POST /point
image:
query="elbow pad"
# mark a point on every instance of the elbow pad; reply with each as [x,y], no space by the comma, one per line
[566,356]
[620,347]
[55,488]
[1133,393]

____________

§ **WHAT IS EXPECTED**: Please write out every record shown above exactly as it reads.

§ **ANSWER FOR THE TASK**:
POST /point
image:
query="elbow pad"
# mark a point on every instance of the elbow pad; reply with each as [x,y], no space by the comma, one per line
[566,356]
[620,347]
[55,488]
[1133,393]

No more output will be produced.